_Énoncé du problème 1_
Recopiez le passage de l'extrait sur la politique énergétique et climatique suisse qui débute aux mots "Objectif de zéro" et s'arrête après "les plus importants.", en changeant "offensive solaire" en "campagne solaire".

=== Extrait choisi ===

En bref: la politique énergétique et climatique suisse

Objectif de zéro net, taxe d’incitation, décret sur les manteaux, offensive solaire : ces termes issus de la politique énergétique et climatique suisse apparaissent souvent dans les débats publics. Une contextualisation des objectifs et des mesures les plus importants.

La Confédération, c'est-à-dire le Conseil national, le Conseil des Etats et le Conseil fédéral, donne l'orientation de la politique environnementale suisse. Les cantons exécutent les décisions.

Le changement climatique et la crise énergétique mettent automatiquement l'accent sur la politique climatique et énergétique. D'autres domaines environnementaux y sont liés, comme la protection des espèces et l'économie circulaire. Dans ce domaine, la Suisse a de gros efforts à fournir en matière d’adaptation. En effet, en comparaison avec le reste du monde, nous consommons beaucoup de ressources par personne et émettons de nombreux gaz à effet de serre.

=== Entrées de données ===

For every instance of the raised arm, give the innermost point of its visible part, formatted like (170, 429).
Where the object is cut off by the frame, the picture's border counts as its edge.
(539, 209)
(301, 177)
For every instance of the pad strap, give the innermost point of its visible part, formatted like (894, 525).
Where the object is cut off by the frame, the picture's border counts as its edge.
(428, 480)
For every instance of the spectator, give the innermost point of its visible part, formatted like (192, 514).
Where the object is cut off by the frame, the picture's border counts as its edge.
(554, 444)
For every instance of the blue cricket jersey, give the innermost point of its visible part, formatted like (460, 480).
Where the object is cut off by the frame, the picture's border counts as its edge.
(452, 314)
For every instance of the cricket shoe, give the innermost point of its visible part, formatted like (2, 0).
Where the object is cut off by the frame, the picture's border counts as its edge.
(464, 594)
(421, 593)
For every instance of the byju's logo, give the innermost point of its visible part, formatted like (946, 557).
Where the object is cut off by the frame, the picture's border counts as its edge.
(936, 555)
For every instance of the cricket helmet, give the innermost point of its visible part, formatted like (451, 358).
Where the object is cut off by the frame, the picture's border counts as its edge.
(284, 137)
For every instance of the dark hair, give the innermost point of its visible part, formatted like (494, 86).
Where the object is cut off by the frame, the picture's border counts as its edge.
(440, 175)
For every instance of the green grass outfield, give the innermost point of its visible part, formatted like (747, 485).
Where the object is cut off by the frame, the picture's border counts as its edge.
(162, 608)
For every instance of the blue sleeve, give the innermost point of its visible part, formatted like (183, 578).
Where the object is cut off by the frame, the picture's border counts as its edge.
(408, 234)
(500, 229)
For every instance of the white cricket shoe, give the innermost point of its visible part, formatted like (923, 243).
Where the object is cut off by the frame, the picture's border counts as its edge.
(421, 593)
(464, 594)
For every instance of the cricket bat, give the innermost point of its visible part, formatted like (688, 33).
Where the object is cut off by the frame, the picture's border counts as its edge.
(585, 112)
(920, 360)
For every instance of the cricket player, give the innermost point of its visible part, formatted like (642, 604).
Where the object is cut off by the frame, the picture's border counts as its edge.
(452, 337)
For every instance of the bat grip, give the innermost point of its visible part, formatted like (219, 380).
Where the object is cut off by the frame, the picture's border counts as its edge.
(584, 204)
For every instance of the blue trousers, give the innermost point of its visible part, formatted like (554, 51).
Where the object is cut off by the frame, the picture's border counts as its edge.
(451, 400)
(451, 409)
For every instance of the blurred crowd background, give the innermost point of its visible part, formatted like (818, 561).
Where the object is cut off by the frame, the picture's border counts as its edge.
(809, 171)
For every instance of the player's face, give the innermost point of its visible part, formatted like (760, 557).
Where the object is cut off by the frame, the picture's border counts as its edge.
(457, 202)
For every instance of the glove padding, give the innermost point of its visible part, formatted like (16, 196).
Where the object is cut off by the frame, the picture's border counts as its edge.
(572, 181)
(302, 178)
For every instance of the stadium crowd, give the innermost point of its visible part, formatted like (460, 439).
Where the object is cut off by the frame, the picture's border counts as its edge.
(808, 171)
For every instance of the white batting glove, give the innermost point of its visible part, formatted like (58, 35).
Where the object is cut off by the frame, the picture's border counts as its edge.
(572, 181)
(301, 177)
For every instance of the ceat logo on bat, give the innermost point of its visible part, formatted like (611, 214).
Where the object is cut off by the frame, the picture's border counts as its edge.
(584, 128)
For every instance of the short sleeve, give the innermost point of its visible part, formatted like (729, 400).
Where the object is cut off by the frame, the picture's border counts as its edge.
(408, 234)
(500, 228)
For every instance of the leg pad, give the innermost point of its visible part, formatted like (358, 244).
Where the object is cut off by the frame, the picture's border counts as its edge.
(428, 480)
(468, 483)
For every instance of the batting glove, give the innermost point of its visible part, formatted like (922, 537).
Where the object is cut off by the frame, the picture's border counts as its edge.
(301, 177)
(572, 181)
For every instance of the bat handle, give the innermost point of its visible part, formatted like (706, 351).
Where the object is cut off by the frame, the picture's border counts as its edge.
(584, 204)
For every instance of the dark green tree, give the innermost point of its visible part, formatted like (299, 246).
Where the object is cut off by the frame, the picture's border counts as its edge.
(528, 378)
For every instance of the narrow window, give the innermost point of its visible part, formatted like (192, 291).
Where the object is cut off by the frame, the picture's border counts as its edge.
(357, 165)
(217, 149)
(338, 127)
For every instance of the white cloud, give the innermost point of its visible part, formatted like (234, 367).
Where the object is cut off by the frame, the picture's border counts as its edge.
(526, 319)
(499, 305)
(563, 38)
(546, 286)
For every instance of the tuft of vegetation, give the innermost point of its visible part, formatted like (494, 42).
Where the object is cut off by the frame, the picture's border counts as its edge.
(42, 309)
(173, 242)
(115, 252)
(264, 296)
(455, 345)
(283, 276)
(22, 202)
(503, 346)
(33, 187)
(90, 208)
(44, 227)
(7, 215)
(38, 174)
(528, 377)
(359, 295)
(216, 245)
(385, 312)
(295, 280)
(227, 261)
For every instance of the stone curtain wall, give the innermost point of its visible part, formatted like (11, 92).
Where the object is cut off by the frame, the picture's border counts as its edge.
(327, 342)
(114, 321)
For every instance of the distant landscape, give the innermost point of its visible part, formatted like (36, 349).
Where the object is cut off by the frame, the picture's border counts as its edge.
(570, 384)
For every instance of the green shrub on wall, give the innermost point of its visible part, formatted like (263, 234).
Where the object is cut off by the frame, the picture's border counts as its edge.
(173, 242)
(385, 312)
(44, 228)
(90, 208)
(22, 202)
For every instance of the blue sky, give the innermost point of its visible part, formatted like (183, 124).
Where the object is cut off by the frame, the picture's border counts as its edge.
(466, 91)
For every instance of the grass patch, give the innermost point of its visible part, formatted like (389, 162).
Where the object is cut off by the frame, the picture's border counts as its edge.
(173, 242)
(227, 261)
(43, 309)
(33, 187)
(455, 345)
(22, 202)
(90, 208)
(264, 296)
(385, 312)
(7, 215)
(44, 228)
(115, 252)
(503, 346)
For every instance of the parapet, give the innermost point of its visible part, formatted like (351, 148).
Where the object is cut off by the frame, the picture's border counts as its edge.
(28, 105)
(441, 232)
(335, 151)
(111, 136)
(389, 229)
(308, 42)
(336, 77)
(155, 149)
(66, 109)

===

_Énoncé du problème 2_
Donnez seulement le nombre de lignes des enregistrements qui contiennent la chaîne "grass", en tenant compte de la casse.

_Réponse complète 1_
Objectif de zéro net, taxe d’incitation, décret sur les manteaux, campagne solaire : ces termes issus de la politique énergétique et climatique suisse apparaissent souvent dans les débats publics. Une contextualisation des objectifs et des mesures les plus importants.

_Réponse complète 2_
2